* [EXERCISE BRIEF]
Your response should reproduce every line of the entries that contains the word "below".

Stored records
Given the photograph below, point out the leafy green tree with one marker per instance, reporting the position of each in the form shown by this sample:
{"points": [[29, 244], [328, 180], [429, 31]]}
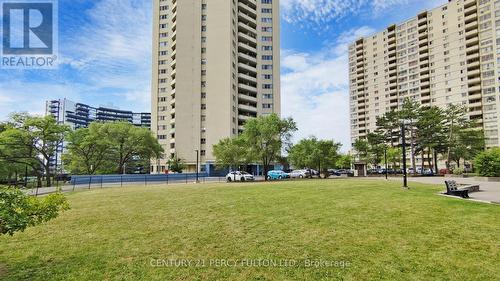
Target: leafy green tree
{"points": [[487, 163], [128, 142], [87, 150], [470, 142], [376, 148], [266, 137], [394, 156], [410, 112], [19, 211], [389, 125], [431, 134], [455, 120], [314, 153], [344, 161], [362, 149], [231, 153], [32, 141], [176, 164]]}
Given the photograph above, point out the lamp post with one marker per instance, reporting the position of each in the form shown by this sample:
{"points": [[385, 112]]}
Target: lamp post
{"points": [[385, 157], [403, 143], [197, 160]]}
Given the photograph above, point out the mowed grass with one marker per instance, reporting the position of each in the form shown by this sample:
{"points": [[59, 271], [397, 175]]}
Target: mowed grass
{"points": [[378, 231]]}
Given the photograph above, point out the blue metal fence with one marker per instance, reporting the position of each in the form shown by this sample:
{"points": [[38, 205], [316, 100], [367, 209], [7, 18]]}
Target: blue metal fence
{"points": [[138, 179]]}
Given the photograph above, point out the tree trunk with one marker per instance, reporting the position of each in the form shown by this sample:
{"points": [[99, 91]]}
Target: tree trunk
{"points": [[423, 162], [39, 181], [429, 158], [449, 146], [47, 173], [435, 163], [412, 139]]}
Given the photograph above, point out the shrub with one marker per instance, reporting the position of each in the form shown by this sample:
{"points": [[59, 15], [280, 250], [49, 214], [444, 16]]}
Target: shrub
{"points": [[458, 171], [488, 163], [19, 210]]}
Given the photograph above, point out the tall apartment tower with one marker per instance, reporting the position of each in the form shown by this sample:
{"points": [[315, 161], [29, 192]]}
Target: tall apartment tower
{"points": [[448, 55], [216, 63]]}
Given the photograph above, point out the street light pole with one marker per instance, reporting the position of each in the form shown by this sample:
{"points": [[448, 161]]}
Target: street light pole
{"points": [[197, 160], [403, 142], [385, 156]]}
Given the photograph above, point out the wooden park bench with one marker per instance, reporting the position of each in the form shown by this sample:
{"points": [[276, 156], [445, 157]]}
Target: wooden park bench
{"points": [[452, 188]]}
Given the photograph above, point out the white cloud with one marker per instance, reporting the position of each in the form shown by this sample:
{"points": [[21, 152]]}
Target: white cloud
{"points": [[315, 89], [316, 12], [108, 57]]}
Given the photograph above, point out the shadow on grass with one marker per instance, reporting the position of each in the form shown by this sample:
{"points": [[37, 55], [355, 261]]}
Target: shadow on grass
{"points": [[3, 270]]}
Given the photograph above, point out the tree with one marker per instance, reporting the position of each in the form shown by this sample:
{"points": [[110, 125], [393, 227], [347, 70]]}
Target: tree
{"points": [[128, 142], [87, 150], [266, 137], [388, 125], [320, 154], [176, 164], [431, 135], [231, 153], [376, 148], [19, 211], [32, 141], [487, 163], [344, 161], [410, 112], [455, 120], [394, 155], [362, 149], [470, 142]]}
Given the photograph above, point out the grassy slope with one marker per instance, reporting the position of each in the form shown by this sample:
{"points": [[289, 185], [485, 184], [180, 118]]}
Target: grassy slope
{"points": [[384, 232]]}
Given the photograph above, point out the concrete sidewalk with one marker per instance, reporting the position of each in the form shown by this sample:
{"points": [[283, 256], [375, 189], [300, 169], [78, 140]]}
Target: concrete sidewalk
{"points": [[489, 191]]}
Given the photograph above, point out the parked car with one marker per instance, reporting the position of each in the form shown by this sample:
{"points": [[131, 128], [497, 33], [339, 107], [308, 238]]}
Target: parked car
{"points": [[239, 176], [299, 174], [348, 173], [333, 172], [277, 175]]}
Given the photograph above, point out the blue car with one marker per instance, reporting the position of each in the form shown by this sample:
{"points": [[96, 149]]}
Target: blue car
{"points": [[277, 175]]}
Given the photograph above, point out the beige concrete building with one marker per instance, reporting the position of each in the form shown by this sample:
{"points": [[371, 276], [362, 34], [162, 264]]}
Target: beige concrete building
{"points": [[448, 55], [216, 63]]}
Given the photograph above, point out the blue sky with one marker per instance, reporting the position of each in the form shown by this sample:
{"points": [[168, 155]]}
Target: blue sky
{"points": [[105, 53]]}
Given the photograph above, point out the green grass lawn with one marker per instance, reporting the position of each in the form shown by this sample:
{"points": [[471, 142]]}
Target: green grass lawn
{"points": [[378, 231]]}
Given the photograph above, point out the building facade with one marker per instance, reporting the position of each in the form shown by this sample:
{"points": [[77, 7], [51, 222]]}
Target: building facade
{"points": [[216, 63], [447, 55], [79, 115]]}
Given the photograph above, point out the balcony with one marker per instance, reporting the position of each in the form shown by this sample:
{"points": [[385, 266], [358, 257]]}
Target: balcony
{"points": [[246, 19], [247, 28], [247, 78], [247, 98], [247, 47], [246, 38], [246, 58], [245, 117], [246, 9], [247, 67], [249, 88], [246, 107]]}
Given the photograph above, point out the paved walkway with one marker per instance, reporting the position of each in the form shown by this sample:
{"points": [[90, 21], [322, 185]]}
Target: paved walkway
{"points": [[490, 191]]}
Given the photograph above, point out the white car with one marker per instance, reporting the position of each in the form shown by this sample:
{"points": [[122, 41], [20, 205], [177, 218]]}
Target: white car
{"points": [[239, 176], [299, 174]]}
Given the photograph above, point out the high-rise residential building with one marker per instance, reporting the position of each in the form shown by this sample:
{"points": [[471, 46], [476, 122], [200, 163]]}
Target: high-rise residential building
{"points": [[447, 55], [216, 63], [79, 115]]}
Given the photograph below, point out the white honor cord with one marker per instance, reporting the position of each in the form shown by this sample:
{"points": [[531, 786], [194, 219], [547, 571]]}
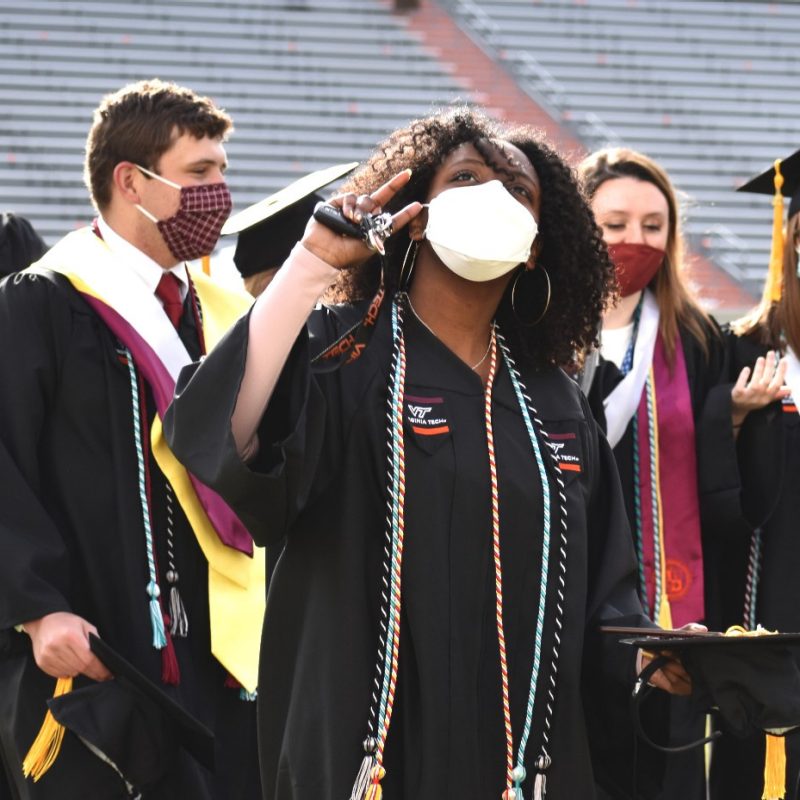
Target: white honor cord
{"points": [[621, 404], [793, 374]]}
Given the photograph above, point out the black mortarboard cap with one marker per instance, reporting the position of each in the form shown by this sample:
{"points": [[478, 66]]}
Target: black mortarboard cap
{"points": [[269, 229], [764, 183], [20, 245], [131, 721], [754, 681]]}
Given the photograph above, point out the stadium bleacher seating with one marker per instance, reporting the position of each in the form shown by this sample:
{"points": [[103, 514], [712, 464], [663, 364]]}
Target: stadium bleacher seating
{"points": [[308, 85], [709, 89]]}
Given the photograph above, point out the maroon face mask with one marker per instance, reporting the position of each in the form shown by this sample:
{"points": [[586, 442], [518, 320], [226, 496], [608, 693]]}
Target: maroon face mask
{"points": [[636, 265], [194, 229]]}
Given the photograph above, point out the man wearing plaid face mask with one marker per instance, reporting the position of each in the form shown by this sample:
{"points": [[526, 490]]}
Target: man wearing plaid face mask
{"points": [[101, 530]]}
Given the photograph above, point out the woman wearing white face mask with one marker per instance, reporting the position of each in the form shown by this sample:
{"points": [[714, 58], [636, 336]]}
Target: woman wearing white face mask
{"points": [[455, 532]]}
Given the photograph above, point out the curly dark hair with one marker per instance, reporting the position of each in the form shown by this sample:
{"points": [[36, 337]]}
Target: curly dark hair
{"points": [[571, 246]]}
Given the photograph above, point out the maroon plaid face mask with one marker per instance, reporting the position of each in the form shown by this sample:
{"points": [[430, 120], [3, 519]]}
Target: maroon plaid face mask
{"points": [[194, 229]]}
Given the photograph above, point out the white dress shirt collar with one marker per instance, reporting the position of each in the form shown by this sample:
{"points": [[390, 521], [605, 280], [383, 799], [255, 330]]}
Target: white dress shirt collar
{"points": [[133, 259]]}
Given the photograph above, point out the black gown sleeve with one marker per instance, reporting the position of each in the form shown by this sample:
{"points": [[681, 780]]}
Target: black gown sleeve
{"points": [[35, 331], [298, 449]]}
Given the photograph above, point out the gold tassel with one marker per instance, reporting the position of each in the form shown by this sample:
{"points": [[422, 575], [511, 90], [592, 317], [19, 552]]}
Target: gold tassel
{"points": [[775, 275], [375, 790], [47, 745], [775, 768], [664, 613]]}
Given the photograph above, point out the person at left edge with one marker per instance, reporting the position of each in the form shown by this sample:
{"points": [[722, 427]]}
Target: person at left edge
{"points": [[100, 530]]}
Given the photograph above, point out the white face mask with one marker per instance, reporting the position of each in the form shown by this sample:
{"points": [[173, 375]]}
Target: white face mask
{"points": [[480, 232]]}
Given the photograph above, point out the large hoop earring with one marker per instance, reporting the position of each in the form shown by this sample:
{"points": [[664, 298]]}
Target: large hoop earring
{"points": [[405, 278], [538, 319]]}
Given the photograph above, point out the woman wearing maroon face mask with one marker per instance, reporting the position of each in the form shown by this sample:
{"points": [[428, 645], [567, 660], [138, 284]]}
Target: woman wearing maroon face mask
{"points": [[660, 355]]}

* [REPLY]
Given the photograph below, point out the leafy green tree with one marker per instance, reporting the position of each in the form shown by this sample:
Given the photograph below, point out the white honor cord with one marker per instance, reporting the position of each in the form shown by this sample:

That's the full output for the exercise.